● TASK DATA

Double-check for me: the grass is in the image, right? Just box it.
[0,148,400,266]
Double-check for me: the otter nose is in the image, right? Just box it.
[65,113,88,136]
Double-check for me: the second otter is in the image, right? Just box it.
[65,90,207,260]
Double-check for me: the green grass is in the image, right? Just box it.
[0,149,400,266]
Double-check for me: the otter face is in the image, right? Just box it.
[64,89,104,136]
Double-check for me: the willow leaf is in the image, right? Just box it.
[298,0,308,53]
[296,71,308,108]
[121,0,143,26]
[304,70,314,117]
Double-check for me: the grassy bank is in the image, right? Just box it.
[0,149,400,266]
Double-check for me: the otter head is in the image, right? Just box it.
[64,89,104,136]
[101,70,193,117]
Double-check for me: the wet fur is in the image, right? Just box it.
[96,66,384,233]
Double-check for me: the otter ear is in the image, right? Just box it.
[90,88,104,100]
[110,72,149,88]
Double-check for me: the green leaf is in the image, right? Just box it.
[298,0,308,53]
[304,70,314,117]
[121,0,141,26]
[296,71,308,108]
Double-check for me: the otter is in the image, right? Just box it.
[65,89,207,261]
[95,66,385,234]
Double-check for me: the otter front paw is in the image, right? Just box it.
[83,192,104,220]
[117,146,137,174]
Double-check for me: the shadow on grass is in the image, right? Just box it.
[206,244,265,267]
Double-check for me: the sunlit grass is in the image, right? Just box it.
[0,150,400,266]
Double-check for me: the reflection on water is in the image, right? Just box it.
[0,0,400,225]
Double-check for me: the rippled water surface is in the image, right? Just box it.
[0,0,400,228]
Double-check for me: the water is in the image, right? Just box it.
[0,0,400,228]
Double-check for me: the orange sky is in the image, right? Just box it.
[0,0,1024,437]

...

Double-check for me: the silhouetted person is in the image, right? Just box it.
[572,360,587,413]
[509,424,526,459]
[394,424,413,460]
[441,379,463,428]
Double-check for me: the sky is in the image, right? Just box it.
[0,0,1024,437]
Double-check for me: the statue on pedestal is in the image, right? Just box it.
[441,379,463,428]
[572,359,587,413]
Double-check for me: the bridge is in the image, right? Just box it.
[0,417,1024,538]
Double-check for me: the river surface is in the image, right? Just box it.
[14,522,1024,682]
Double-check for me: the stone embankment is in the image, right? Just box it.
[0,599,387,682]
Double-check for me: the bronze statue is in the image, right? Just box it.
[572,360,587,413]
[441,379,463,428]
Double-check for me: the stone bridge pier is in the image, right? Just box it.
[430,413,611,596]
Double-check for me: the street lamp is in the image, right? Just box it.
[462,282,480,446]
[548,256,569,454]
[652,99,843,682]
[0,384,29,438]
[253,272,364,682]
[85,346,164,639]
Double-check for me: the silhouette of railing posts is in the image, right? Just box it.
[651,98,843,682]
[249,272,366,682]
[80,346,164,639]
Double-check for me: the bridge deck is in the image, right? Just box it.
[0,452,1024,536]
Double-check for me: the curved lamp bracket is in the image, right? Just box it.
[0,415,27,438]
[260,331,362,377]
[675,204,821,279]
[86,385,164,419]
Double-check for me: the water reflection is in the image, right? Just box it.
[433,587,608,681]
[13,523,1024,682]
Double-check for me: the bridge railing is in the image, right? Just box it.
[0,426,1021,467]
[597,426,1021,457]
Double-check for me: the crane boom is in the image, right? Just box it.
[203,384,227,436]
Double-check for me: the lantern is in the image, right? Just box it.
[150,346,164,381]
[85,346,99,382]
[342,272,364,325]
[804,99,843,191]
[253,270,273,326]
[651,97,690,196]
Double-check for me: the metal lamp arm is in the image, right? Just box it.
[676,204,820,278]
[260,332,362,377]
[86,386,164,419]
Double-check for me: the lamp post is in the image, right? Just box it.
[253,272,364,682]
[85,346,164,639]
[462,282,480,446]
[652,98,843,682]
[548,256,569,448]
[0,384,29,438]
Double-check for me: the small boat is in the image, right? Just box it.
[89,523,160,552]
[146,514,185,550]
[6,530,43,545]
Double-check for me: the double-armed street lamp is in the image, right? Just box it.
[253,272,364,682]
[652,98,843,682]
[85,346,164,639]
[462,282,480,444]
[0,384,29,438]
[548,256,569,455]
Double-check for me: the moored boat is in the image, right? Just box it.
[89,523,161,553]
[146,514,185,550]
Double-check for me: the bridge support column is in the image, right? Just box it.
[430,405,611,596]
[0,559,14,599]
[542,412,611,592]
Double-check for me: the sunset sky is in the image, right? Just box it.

● THE EXERCISE
Put the records into a JSON list of strings, one string per line with blank lines omitted, starting at the line containing "Double-check for me: the metal" and ending at the line containing "Double-check for me: the sunset", both included.

● ANSWER FOR THIS EXERCISE
[
  "Double-check for me: the metal lamp arm is in the image, right? Just box it.",
  "[676,204,820,278]",
  "[260,332,362,377]",
  "[86,386,164,419]",
  "Double-check for me: the lamp post is in the image, right? Just box it.",
  "[253,272,364,682]",
  "[85,346,164,639]",
  "[462,282,480,446]",
  "[652,98,843,682]",
  "[548,256,569,448]",
  "[0,384,29,438]",
  "Double-check for me: the small boat is in the image, right? Just box it.",
  "[89,523,160,552]",
  "[146,514,185,550]",
  "[6,530,43,545]",
  "Double-check for me: the double-armed street lamp is in the image, right? Just box it.",
  "[253,272,364,682]",
  "[652,98,843,682]",
  "[85,346,164,639]",
  "[462,282,480,444]",
  "[0,384,29,438]",
  "[548,256,569,455]",
  "Double-check for me: the moored boat is in the image, right? Just box it.",
  "[89,523,161,553]",
  "[146,514,185,550]",
  "Double-check for me: the bridge support column is in the image, right? Just box it.",
  "[430,405,611,596]",
  "[0,559,14,599]",
  "[542,412,611,592]",
  "Double-check for me: the sunset sky is in the image, right? Just box it."
]